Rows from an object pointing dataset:
=-=-=
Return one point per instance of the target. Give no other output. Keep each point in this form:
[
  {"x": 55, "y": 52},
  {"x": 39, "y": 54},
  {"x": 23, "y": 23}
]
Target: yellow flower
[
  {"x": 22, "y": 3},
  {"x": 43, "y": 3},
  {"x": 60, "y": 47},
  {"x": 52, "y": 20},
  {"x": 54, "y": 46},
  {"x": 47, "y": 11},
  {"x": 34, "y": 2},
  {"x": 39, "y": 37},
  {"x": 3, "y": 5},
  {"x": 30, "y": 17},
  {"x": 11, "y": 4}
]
=-=-=
• **What the task requires**:
Please format all the lines above as a Markdown table with the columns Row and Line, numbering each line in order and skipping any blank ones.

• **Full output**:
| Row | Line |
|---|---|
| 1 | Return one point per instance of the target. Give no other output. Keep each point in this form: |
| 2 | [ |
| 3 |   {"x": 55, "y": 52}, |
| 4 |   {"x": 39, "y": 54}, |
| 5 |   {"x": 23, "y": 23} |
| 6 | ] |
| 7 | Target: yellow flower |
| 8 | [ |
| 9 |   {"x": 22, "y": 3}, |
| 10 |   {"x": 43, "y": 3}, |
| 11 |   {"x": 60, "y": 47}, |
| 12 |   {"x": 52, "y": 20}, |
| 13 |   {"x": 54, "y": 46}, |
| 14 |   {"x": 47, "y": 11}, |
| 15 |   {"x": 34, "y": 2}, |
| 16 |   {"x": 39, "y": 37}, |
| 17 |   {"x": 3, "y": 5}, |
| 18 |   {"x": 30, "y": 17}, |
| 19 |   {"x": 11, "y": 4} |
| 20 | ] |